Start of THE DATA

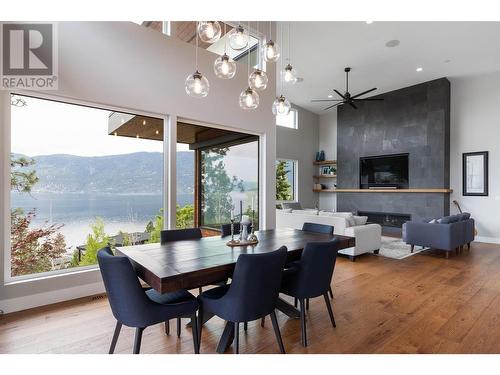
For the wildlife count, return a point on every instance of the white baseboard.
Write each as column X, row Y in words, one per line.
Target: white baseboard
column 487, row 239
column 47, row 298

End of THE DATA

PROBLEM TO SOLVE: Copy over exactly the lines above from the one with "Write each as" to the last, both included, and no others.

SOLUTION FOR THIS EXERCISE:
Write each as column X, row Y in words, one per line.
Target: white baseboard
column 487, row 239
column 47, row 298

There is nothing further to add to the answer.